> [Given instruction] Each entry should be quoted word for word, including every mark of punctuation.

#### Source data

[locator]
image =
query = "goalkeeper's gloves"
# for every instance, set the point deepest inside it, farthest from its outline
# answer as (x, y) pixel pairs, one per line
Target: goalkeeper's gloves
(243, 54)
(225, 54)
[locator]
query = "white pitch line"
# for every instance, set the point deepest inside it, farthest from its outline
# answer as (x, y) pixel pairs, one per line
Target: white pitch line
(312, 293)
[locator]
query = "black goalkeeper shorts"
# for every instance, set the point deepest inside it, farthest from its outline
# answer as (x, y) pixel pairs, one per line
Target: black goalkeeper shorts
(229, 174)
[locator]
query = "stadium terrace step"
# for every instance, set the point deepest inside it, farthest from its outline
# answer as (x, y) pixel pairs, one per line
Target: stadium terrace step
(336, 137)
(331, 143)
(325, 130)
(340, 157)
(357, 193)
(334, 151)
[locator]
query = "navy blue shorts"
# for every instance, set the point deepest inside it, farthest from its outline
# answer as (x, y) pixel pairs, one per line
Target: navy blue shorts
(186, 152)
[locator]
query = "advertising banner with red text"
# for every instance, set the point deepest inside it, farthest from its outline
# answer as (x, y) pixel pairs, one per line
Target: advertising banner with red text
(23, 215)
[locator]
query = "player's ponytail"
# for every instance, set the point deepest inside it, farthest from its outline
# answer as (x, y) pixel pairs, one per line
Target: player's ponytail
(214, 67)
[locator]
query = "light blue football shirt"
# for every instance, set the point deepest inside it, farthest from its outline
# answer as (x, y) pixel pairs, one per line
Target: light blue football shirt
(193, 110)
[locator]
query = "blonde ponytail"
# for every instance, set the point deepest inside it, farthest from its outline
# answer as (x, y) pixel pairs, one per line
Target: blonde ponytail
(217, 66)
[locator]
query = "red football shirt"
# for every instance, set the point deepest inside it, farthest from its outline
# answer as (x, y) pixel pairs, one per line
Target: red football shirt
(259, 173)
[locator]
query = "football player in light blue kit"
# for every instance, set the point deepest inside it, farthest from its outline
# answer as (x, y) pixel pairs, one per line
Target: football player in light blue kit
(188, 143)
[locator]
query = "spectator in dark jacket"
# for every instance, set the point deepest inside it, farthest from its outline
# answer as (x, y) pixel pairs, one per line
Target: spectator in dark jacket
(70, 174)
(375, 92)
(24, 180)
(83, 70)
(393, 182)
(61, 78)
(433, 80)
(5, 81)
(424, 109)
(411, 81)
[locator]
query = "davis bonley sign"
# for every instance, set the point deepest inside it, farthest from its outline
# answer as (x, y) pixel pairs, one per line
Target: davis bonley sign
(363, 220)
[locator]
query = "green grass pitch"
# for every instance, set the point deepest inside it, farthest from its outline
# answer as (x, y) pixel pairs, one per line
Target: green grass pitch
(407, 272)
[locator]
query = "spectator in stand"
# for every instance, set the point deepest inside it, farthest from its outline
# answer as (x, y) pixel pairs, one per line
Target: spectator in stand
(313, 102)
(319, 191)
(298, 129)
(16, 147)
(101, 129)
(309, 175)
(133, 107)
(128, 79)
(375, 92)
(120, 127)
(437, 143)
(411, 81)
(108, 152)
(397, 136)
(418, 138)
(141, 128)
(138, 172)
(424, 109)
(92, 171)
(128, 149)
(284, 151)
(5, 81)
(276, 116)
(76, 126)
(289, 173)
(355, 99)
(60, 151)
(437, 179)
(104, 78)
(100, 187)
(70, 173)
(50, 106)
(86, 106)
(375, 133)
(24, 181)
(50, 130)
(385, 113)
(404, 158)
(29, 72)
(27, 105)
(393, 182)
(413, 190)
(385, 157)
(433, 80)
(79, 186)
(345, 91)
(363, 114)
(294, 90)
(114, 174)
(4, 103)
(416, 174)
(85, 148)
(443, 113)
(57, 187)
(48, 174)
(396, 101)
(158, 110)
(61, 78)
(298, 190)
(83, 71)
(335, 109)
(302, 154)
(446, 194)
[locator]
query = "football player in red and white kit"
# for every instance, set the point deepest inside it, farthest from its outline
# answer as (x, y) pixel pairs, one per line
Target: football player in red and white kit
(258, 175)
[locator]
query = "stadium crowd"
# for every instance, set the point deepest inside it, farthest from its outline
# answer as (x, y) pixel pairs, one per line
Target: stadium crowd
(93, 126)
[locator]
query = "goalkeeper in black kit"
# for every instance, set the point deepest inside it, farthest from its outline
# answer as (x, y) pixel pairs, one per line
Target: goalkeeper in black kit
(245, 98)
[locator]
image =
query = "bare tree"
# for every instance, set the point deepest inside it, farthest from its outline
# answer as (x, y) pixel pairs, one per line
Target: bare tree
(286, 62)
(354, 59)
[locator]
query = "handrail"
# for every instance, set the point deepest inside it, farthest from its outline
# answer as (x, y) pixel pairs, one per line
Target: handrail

########

> [Task answer]
[locator]
image =
query = "goalkeeper's gloves"
# for every instance, set the point deepest inside it, farthest from its outline
# answer as (x, y) pixel pairs, one per line
Target: goalkeeper's gloves
(243, 54)
(225, 54)
[locator]
query = "white pitch line"
# for every instance, set the point deepest inside it, farthest from its outline
# answer as (x, y) pixel pairs, one per line
Target: white pitch line
(312, 293)
[locator]
query = "black goalkeeper shorts"
# for every instance, set the point deepest inside it, farthest from its outline
# answer as (x, y) pixel pairs, one per line
Target: black goalkeeper shorts
(229, 174)
[locator]
query = "stadium terrace step"
# for every instance, set the point deepest inside it, farthest from its outline
# answer as (x, y) pixel pairs, one per line
Target: stadium terrace step
(336, 137)
(331, 143)
(325, 130)
(340, 157)
(357, 193)
(334, 151)
[locator]
query = "navy blue shorts"
# for every instance, set the point deepest inside it, farthest from its outline
# answer as (x, y) pixel pairs, one per line
Target: navy blue shorts
(186, 152)
[locator]
query = "advertising banner with red text"
# for every instance, set the point deepest inside it, farthest from its outline
# answer as (x, y) pixel pairs, one per line
Target: advertising banner with red text
(23, 215)
[locator]
query = "player's ponytail"
# for every instance, set the point deepest inside it, farthest from its outline
# answer as (x, y) pixel pairs, one per line
Target: player's ponytail
(214, 67)
[locator]
query = "light blue football shirt"
# for every instance, set the point deepest inside it, farthest from its outline
# answer as (x, y) pixel pairs, one per line
Target: light blue football shirt
(193, 110)
[locator]
query = "blonde ponytail"
# for every instance, set the point deepest inside it, farthest from its outline
# answer as (x, y) pixel pairs, one per line
Target: blonde ponytail
(217, 66)
[locator]
query = "red football shirt"
# for every instance, set the point deepest inside it, farthest from its outline
# answer as (x, y) pixel pairs, one per line
Target: red football shirt
(259, 173)
[locator]
query = "football player in light blue kit"
# for every instance, set the point deepest inside it, farthest from its outline
# answer as (x, y) pixel pairs, one per line
Target: football player in light blue kit
(188, 143)
[locator]
query = "spectator in dark jacket"
# for every instance, set the point deepest inside it, farthest from its outline
# answer as (x, y) pixel pairs, one per line
Target: spectator in dark jacket
(70, 174)
(375, 92)
(24, 180)
(83, 70)
(393, 182)
(61, 78)
(433, 80)
(5, 81)
(424, 109)
(411, 81)
[locator]
query = "davis bonley sign"
# for every instance, set the point deepest inside it, farthest from its outline
# answer as (x, y) pixel pairs, one per line
Target: davis bonley sign
(363, 220)
[locator]
query = "green grass pitch"
# for every instance, set the point deepest inside it, farthest from its outline
# answer as (x, y) pixel pairs, one per line
Target: green grass pitch
(407, 272)
[locator]
query = "spectator in stand"
# for every instance, set the point deepest inside it, farthest from its outline
# answer as (x, y) pixel pairs, one per line
Target: spectator in stand
(313, 102)
(319, 191)
(298, 129)
(16, 147)
(101, 129)
(309, 175)
(133, 107)
(128, 79)
(375, 92)
(120, 127)
(437, 143)
(411, 81)
(108, 152)
(397, 136)
(418, 138)
(141, 128)
(138, 172)
(424, 109)
(92, 171)
(128, 149)
(284, 151)
(5, 81)
(276, 116)
(76, 126)
(289, 173)
(355, 99)
(60, 151)
(437, 179)
(104, 78)
(100, 187)
(70, 173)
(50, 106)
(86, 106)
(375, 133)
(24, 181)
(50, 130)
(385, 113)
(404, 158)
(29, 72)
(27, 105)
(393, 182)
(413, 190)
(385, 157)
(433, 80)
(79, 186)
(345, 91)
(363, 114)
(294, 90)
(114, 174)
(4, 103)
(416, 174)
(85, 148)
(443, 113)
(57, 187)
(48, 174)
(396, 101)
(158, 110)
(61, 78)
(298, 190)
(83, 71)
(335, 109)
(302, 154)
(446, 194)
[locator]
query = "football player in red and white kit"
# for every instance, set the point deepest inside it, farthest from its outline
# answer as (x, y) pixel pairs, one per line
Target: football player in red and white kit
(258, 175)
[locator]
query = "stadium crowd"
# for every instance, set the point deepest inside it, farthest from its outline
# answer as (x, y) pixel pairs, one per line
Target: stadium crowd
(93, 126)
[locator]
query = "goalkeeper in black kit"
# for every instance, set the point deepest inside it, farthest from its outline
# answer as (x, y) pixel pairs, one per line
Target: goalkeeper in black kit
(245, 98)
[locator]
image =
query = "bare tree"
# for every instance, set the point deepest inside it, farthest from its outline
# answer as (x, y) pixel pairs, one per line
Target: bare tree
(286, 62)
(354, 59)
[locator]
query = "handrail"
# for every instance, set the point deepest inside it, farthest from its outline
# answer as (x, y) pixel pairs, one per line
Target: handrail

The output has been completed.